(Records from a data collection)
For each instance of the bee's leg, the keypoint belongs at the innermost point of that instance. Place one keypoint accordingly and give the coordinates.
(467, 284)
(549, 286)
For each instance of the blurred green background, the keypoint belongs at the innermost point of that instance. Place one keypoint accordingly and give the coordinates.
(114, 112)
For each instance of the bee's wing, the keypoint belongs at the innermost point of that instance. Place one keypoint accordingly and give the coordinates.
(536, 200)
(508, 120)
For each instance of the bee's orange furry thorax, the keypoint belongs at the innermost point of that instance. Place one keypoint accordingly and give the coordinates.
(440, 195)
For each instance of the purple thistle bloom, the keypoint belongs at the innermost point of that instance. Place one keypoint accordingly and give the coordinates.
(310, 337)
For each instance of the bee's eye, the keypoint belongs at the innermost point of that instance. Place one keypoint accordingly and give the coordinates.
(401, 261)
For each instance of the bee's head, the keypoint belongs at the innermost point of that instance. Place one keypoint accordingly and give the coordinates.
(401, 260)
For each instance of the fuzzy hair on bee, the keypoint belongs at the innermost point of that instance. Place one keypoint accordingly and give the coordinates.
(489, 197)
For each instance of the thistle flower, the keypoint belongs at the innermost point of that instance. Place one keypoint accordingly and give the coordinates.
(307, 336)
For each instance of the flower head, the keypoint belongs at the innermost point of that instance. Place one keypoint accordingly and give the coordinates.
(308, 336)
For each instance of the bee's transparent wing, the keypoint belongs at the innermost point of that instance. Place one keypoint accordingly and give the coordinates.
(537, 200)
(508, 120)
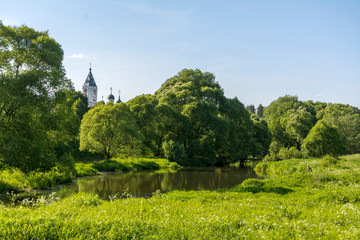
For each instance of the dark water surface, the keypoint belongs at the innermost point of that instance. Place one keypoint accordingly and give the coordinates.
(146, 183)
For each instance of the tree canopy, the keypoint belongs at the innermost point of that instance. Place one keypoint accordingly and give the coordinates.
(32, 88)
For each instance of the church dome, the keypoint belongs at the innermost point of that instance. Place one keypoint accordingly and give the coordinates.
(90, 81)
(119, 100)
(111, 97)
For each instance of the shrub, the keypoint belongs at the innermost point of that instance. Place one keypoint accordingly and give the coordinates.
(328, 160)
(271, 157)
(289, 153)
(110, 165)
(56, 176)
(83, 169)
(174, 151)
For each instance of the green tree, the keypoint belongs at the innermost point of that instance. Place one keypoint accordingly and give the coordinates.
(298, 124)
(190, 86)
(148, 119)
(31, 81)
(251, 108)
(109, 129)
(261, 137)
(347, 122)
(260, 110)
(322, 139)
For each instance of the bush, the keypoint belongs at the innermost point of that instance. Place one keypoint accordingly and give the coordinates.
(289, 153)
(174, 151)
(110, 165)
(271, 157)
(83, 169)
(328, 160)
(42, 180)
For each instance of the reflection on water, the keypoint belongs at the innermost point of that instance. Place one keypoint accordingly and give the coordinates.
(146, 183)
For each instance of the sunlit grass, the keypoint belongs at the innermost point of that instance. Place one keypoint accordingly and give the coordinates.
(289, 204)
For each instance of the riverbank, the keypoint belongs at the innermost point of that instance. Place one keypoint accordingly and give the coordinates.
(14, 180)
(291, 203)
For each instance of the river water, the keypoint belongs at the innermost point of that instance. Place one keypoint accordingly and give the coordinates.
(146, 183)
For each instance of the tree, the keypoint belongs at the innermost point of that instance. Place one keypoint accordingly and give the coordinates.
(289, 122)
(148, 119)
(109, 129)
(251, 108)
(260, 110)
(347, 122)
(190, 86)
(261, 137)
(31, 79)
(298, 124)
(322, 139)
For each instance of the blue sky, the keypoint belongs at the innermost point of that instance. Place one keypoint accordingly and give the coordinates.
(258, 50)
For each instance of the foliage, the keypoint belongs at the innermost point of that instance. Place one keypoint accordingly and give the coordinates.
(144, 109)
(110, 129)
(121, 164)
(328, 160)
(36, 120)
(198, 125)
(289, 153)
(174, 151)
(323, 139)
(260, 110)
(84, 169)
(323, 204)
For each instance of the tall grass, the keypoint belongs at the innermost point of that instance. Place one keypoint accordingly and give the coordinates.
(129, 164)
(289, 204)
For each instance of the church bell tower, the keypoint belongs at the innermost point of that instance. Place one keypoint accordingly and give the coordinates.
(90, 89)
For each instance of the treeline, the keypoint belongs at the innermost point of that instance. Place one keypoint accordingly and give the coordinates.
(311, 129)
(40, 112)
(45, 123)
(188, 120)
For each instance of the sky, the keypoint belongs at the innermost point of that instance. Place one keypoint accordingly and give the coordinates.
(259, 50)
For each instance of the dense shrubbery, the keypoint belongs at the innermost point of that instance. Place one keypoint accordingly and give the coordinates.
(311, 129)
(129, 164)
(288, 204)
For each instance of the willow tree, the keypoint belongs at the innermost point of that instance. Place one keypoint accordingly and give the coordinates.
(109, 129)
(31, 79)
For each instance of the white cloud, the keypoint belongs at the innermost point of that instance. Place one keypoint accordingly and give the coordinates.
(78, 56)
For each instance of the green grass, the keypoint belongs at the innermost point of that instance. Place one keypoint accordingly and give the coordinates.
(14, 180)
(129, 164)
(288, 204)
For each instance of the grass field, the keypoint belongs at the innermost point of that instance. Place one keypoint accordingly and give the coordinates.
(14, 180)
(289, 204)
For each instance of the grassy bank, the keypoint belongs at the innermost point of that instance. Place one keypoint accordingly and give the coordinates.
(119, 164)
(14, 180)
(289, 204)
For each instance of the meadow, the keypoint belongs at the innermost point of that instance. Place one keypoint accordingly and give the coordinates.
(290, 203)
(14, 180)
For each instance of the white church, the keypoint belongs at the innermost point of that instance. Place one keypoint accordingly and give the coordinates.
(89, 89)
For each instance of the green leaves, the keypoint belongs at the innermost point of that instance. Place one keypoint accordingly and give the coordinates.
(110, 129)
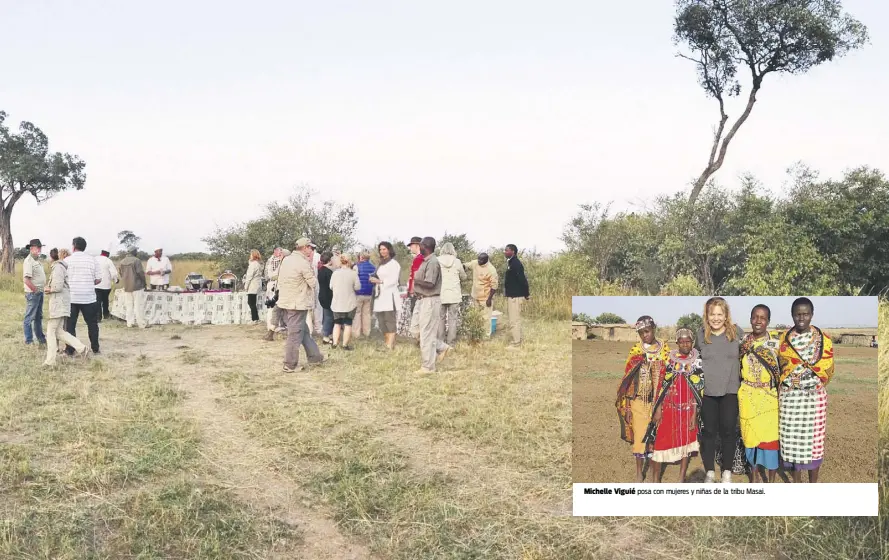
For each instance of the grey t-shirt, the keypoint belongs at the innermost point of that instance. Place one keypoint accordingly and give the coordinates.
(721, 362)
(429, 271)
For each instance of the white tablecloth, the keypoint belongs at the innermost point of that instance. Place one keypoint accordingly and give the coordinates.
(193, 308)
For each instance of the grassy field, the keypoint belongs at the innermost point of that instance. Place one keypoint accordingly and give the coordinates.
(191, 443)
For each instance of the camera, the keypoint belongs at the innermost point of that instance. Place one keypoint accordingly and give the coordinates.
(272, 301)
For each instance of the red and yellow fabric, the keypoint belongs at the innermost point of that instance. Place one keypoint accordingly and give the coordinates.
(634, 403)
(793, 365)
(758, 394)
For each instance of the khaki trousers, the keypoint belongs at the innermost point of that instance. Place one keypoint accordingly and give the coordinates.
(415, 320)
(429, 317)
(488, 312)
(361, 324)
(55, 331)
(271, 319)
(298, 334)
(135, 305)
(514, 313)
(448, 333)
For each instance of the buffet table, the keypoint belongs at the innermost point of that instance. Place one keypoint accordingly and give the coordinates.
(213, 307)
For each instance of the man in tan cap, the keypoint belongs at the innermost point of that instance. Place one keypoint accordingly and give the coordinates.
(296, 299)
(427, 289)
(272, 317)
(159, 269)
(34, 277)
(484, 285)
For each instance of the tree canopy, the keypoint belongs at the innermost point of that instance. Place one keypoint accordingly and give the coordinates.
(758, 37)
(608, 319)
(819, 238)
(27, 167)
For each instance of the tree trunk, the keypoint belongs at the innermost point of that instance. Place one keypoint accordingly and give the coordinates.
(717, 151)
(7, 255)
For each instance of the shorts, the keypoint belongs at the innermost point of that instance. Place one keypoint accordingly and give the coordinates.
(387, 321)
(343, 318)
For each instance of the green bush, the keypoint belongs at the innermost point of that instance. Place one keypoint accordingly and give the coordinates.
(608, 318)
(473, 328)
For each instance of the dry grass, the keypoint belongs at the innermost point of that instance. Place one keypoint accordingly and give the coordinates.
(171, 444)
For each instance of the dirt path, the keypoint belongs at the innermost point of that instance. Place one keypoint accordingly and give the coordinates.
(238, 463)
(427, 452)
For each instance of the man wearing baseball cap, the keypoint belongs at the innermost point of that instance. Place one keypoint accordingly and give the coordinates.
(296, 299)
(34, 276)
(414, 246)
(159, 269)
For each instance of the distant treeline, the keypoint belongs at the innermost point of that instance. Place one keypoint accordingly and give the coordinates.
(817, 238)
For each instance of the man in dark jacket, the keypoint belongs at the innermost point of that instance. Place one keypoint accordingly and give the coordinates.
(325, 296)
(133, 275)
(515, 287)
(362, 321)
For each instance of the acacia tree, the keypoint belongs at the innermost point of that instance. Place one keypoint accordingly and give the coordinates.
(28, 168)
(761, 37)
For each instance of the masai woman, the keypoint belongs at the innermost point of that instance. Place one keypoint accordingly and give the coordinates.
(639, 387)
(806, 361)
(718, 342)
(758, 395)
(677, 406)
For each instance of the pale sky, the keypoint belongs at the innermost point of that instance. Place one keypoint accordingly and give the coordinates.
(830, 311)
(495, 119)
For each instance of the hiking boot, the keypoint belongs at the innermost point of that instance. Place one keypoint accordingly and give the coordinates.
(443, 354)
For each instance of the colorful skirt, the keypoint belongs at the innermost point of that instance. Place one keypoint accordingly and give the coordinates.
(768, 458)
(641, 413)
(802, 424)
(677, 434)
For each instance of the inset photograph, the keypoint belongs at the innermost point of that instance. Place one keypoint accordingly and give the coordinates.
(724, 390)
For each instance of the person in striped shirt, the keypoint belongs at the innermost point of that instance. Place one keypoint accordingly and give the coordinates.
(83, 277)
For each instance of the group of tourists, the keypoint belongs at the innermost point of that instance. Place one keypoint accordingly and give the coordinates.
(673, 403)
(331, 295)
(78, 285)
(308, 293)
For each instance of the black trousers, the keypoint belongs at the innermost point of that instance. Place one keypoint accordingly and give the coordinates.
(90, 312)
(251, 301)
(720, 416)
(102, 300)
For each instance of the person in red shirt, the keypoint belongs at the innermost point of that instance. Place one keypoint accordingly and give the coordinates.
(414, 246)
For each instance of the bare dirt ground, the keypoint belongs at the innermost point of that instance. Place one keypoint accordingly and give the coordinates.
(599, 455)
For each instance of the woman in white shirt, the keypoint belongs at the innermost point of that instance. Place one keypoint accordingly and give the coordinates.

Given task:
Keep only the lines from the one containing "For each instance of the inset" to the end of the entries, and repeat them exactly.

Final result:
For each instance of the inset photograph, the keypoint belongs at the innermost point of that instance. Place one keypoint accordingly and give the coordinates.
(724, 390)
For each instance of the person in striped shirt, the keypoint belongs at the innermost point of that instance. Place one keypoint accordingly and give the coordinates.
(83, 277)
For each instance of the group of tourists, the keypoint belongs at the innermost point of that instance. Place one keypoint accordingly and give the coordinates.
(673, 403)
(331, 295)
(78, 285)
(308, 293)
For each instance of the black trousers, the keypoint belongs at the innermost point of that instance. Place one keypoint accordingly and give the coordinates.
(90, 312)
(251, 301)
(720, 416)
(102, 300)
For each instance of the person in red shirt, the keypoint belongs at the innermost point of that instance. Place one keypoint accordingly and give the coordinates.
(414, 246)
For each instance of the bare dirt ground, the keypoint belongs at the innermost point of that instance. Place one keypoint accordingly and give the coordinates.
(599, 455)
For each instance of the woman in white shirt, the keypoint belongs at the innermost point of that instance. Place one keypoint accordingly and give the coordinates.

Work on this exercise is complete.